WHAT YOU ARE ASKED TO DO
Can you rewrite the items below, swapping "pixel coordinates" for "pixel positions" everywhere it occurs and keeping everything else the same?

══ DATA FOR THIS EXERCISE ══

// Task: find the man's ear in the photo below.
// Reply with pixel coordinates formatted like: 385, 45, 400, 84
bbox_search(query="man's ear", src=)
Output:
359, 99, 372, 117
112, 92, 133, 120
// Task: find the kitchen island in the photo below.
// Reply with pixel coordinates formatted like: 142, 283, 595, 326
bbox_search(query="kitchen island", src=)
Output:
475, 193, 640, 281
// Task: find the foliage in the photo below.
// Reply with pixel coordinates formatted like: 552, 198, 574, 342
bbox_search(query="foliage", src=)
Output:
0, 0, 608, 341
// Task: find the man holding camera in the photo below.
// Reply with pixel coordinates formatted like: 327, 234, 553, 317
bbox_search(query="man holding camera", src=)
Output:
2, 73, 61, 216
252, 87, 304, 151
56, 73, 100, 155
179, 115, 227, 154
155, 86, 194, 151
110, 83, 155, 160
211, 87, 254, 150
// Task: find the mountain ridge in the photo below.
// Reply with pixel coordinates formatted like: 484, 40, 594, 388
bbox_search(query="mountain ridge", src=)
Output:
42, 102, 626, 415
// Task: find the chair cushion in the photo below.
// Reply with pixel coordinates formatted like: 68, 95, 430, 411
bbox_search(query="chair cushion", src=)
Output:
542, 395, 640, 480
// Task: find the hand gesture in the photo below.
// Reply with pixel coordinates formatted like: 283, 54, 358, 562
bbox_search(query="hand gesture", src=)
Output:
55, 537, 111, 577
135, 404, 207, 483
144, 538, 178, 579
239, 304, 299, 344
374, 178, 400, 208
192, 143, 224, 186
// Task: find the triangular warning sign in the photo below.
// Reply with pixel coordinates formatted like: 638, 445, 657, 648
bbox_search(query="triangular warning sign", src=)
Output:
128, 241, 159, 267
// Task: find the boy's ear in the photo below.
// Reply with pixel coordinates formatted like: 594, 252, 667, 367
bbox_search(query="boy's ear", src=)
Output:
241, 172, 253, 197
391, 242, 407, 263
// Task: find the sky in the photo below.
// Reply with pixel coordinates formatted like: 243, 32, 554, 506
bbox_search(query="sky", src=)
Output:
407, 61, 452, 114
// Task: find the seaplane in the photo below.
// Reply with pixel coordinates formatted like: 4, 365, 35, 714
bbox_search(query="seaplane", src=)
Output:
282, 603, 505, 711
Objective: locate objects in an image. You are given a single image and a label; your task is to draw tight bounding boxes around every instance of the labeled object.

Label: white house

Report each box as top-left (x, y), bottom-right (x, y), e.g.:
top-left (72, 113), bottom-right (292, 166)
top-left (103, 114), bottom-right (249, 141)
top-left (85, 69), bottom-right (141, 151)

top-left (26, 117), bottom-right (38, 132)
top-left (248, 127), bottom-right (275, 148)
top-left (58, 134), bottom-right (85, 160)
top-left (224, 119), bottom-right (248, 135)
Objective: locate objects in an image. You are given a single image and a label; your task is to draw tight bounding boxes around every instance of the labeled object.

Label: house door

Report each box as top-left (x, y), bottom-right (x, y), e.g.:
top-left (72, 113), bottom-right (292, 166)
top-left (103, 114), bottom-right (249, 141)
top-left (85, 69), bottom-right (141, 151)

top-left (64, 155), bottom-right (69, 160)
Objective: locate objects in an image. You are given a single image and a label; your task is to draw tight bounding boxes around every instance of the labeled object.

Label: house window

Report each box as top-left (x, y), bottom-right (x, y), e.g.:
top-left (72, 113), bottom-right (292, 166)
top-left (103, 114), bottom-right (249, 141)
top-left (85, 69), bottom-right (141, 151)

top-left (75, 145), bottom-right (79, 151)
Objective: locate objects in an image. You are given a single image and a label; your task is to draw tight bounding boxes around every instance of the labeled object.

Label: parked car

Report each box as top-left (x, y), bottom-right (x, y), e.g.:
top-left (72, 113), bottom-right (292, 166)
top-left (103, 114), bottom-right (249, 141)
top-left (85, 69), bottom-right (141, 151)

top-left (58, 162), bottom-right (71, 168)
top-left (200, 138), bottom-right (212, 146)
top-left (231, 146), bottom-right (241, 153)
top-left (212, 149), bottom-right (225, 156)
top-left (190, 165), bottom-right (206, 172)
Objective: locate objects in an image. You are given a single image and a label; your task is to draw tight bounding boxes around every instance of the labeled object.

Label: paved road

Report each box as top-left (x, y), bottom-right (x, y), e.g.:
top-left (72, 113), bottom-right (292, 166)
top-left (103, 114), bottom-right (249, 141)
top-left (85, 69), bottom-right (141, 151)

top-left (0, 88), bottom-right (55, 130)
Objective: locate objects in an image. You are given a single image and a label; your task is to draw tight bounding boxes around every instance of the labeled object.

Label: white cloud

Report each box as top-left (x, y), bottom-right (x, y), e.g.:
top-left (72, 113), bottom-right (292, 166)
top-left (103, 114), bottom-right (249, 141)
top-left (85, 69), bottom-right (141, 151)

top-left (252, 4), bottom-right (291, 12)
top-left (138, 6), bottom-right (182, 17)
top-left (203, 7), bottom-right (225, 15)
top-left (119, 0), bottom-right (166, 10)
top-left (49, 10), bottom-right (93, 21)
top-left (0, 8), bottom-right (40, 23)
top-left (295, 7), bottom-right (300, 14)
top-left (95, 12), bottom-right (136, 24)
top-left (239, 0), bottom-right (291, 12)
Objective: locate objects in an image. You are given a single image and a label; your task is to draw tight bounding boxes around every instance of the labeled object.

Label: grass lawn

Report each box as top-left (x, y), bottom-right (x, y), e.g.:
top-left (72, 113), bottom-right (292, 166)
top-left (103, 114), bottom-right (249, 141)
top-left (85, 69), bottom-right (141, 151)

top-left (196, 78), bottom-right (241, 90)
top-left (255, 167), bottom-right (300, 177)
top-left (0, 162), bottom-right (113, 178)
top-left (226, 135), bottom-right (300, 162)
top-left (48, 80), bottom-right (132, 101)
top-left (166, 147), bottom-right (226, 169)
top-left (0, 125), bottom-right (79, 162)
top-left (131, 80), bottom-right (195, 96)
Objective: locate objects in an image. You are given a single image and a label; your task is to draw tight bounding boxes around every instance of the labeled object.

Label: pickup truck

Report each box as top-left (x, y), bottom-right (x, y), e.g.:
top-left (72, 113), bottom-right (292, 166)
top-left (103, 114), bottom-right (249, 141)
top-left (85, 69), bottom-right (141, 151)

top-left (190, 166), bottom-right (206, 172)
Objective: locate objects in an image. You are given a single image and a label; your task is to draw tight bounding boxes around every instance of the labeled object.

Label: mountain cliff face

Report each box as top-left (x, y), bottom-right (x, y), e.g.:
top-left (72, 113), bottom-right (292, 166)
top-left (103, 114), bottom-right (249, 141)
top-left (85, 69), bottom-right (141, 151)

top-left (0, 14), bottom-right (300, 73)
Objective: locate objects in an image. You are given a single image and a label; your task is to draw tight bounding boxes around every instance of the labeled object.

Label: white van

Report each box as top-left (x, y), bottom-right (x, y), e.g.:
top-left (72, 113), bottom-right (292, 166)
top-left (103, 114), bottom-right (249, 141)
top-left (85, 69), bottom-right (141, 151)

═══

ANSWER
// Task: find the man's ear in the photo below.
// Reply with pixel positions formatted like: 385, 45, 400, 84
bbox_search(query="man's ear", src=)
Output:
359, 99, 372, 117
112, 92, 133, 120
// Task: find the kitchen island in the photo below.
// Reply with pixel positions formatted like: 142, 283, 595, 326
bbox_search(query="kitchen island", src=)
Output:
475, 193, 640, 281
// Task: find the foliage in the photo below.
// Reply with pixel positions formatted like: 552, 198, 574, 342
bbox_search(query="foliage", src=)
Output:
0, 0, 608, 341
// Task: find the man holding camera in the photo below.
// Reply with pixel positions formatted like: 327, 234, 553, 317
bbox_search(query="man holding camera", src=)
Output:
2, 73, 61, 216
252, 87, 304, 151
56, 73, 100, 155
179, 115, 227, 154
155, 86, 194, 151
110, 83, 155, 160
211, 87, 254, 150
// Task: find the mountain ridge in the photo below.
// Reply with pixel positions formatted like: 484, 40, 594, 388
bbox_search(query="mountain ridge", src=)
Output:
42, 102, 626, 415
// Task: find the chair cushion in the photo below.
// Reply with pixel positions formatted like: 68, 95, 430, 411
bbox_search(query="chair cushion", src=)
Output:
542, 395, 640, 480
// Task: find the hand gesture in the photo below.
// Reply with pixel positions formatted like: 283, 54, 358, 562
bbox_search(query="hand gesture", src=)
Output:
55, 537, 111, 577
135, 404, 207, 483
144, 538, 178, 579
239, 304, 299, 344
374, 178, 400, 208
192, 143, 224, 186
// Task: find the triangular warning sign in the photo below.
// Reply with pixel positions formatted like: 638, 445, 657, 648
bbox_search(query="triangular warning sign", src=)
Output:
128, 241, 159, 267
// Task: find the boy's ear in the photo below.
// Reply with pixel positions formatted like: 594, 252, 667, 367
bbox_search(query="boy's ear", src=)
Output:
241, 172, 253, 197
391, 242, 407, 263
// Task: find the sky in the photo below.
// Reply with pixel positions formatted like: 243, 32, 554, 506
bbox_search(query="sky", src=)
Output:
407, 61, 452, 114
// Task: find the seaplane in the photo below.
// Reply with pixel positions formatted like: 4, 365, 35, 714
bbox_search(query="seaplane", src=)
Output:
282, 603, 505, 711
Objective: locate objects in an image. You are given a single image and a label; your task is to draw tight bounding boxes around every instance of the labeled object.

Label: white house

Report each box as top-left (x, y), bottom-right (x, y), e.g.:
top-left (72, 113), bottom-right (292, 166)
top-left (103, 114), bottom-right (249, 141)
top-left (85, 69), bottom-right (141, 151)

top-left (26, 117), bottom-right (38, 132)
top-left (248, 127), bottom-right (275, 148)
top-left (58, 134), bottom-right (85, 160)
top-left (224, 119), bottom-right (248, 135)
Objective: locate objects in an image. You are given a single image and a label; your task is to draw tight bounding boxes around every instance of the labeled object.

Label: house door

Report each box as top-left (x, y), bottom-right (x, y), e.g.:
top-left (72, 113), bottom-right (292, 166)
top-left (103, 114), bottom-right (249, 141)
top-left (85, 69), bottom-right (141, 151)

top-left (64, 155), bottom-right (69, 160)
Objective: locate objects in an image. You are given a single image and a label; your task is to draw tight bounding boxes around every instance of the labeled object.

Label: house window

Report each box as top-left (x, y), bottom-right (x, y), e.g.:
top-left (72, 113), bottom-right (292, 166)
top-left (103, 114), bottom-right (249, 141)
top-left (85, 69), bottom-right (141, 151)

top-left (75, 145), bottom-right (79, 151)
Objective: locate objects in an image. You are given a single image and a label; your task is to draw tight bounding boxes around every instance of the labeled object.

Label: parked car

Report each box as top-left (x, y), bottom-right (x, y), e.g.:
top-left (72, 113), bottom-right (292, 166)
top-left (103, 114), bottom-right (249, 141)
top-left (85, 69), bottom-right (141, 151)

top-left (58, 162), bottom-right (71, 168)
top-left (200, 138), bottom-right (212, 146)
top-left (231, 146), bottom-right (241, 153)
top-left (212, 149), bottom-right (225, 156)
top-left (190, 165), bottom-right (206, 172)
Objective: locate objects in an image. You are given a single image and a label; your task is to draw tight bounding boxes around every instance of the labeled object.

Label: paved road

Report each box as top-left (x, y), bottom-right (x, y), e.g.:
top-left (72, 113), bottom-right (292, 166)
top-left (103, 114), bottom-right (249, 141)
top-left (85, 69), bottom-right (141, 151)

top-left (0, 88), bottom-right (55, 130)
Objective: locate objects in an image. You are given a single image and a label; your task is to draw tight bounding boxes around every instance of the labeled object.

Label: white cloud

Report each box as top-left (x, y), bottom-right (x, y), e.g.:
top-left (72, 113), bottom-right (292, 166)
top-left (103, 114), bottom-right (249, 141)
top-left (85, 69), bottom-right (141, 151)

top-left (252, 4), bottom-right (291, 12)
top-left (138, 6), bottom-right (182, 17)
top-left (203, 7), bottom-right (225, 15)
top-left (119, 0), bottom-right (166, 10)
top-left (49, 10), bottom-right (93, 21)
top-left (0, 8), bottom-right (40, 23)
top-left (295, 7), bottom-right (300, 14)
top-left (95, 12), bottom-right (136, 24)
top-left (239, 0), bottom-right (291, 12)
Objective: locate objects in an image. You are given a single image and a label; your task is to draw tight bounding boxes around every instance of the labeled object.

Label: grass lawn

Report each box as top-left (x, y), bottom-right (x, y), e.g.:
top-left (72, 113), bottom-right (292, 166)
top-left (103, 114), bottom-right (249, 141)
top-left (85, 69), bottom-right (141, 151)

top-left (196, 78), bottom-right (241, 90)
top-left (255, 167), bottom-right (300, 177)
top-left (0, 162), bottom-right (113, 178)
top-left (226, 135), bottom-right (300, 162)
top-left (48, 80), bottom-right (132, 101)
top-left (166, 147), bottom-right (226, 169)
top-left (0, 125), bottom-right (79, 162)
top-left (131, 80), bottom-right (195, 96)
Objective: locate objects in an image. You are given a single image and a label; your task is to draw tight bounding boxes around every instance of the labeled object.

Label: pickup truck

Report each box as top-left (x, y), bottom-right (x, y), e.g.:
top-left (72, 113), bottom-right (292, 166)
top-left (103, 114), bottom-right (249, 141)
top-left (85, 69), bottom-right (141, 151)

top-left (190, 166), bottom-right (206, 172)
Objective: locate objects in an image. You are given a single image and a label; your task is to draw tight bounding boxes around every instance of the labeled object.

Label: mountain cliff face

Report each box as top-left (x, y), bottom-right (x, y), e.g.:
top-left (72, 113), bottom-right (292, 166)
top-left (103, 114), bottom-right (249, 141)
top-left (85, 69), bottom-right (141, 151)

top-left (0, 14), bottom-right (300, 73)
Objective: locate objects in an image. You are given a single image and a label; your task is to draw tight bounding boxes around every instance of the labeled object.

Label: white van

Report each box as top-left (x, y), bottom-right (x, y), e.g.:
top-left (72, 113), bottom-right (292, 166)
top-left (103, 114), bottom-right (249, 141)
top-left (85, 69), bottom-right (141, 151)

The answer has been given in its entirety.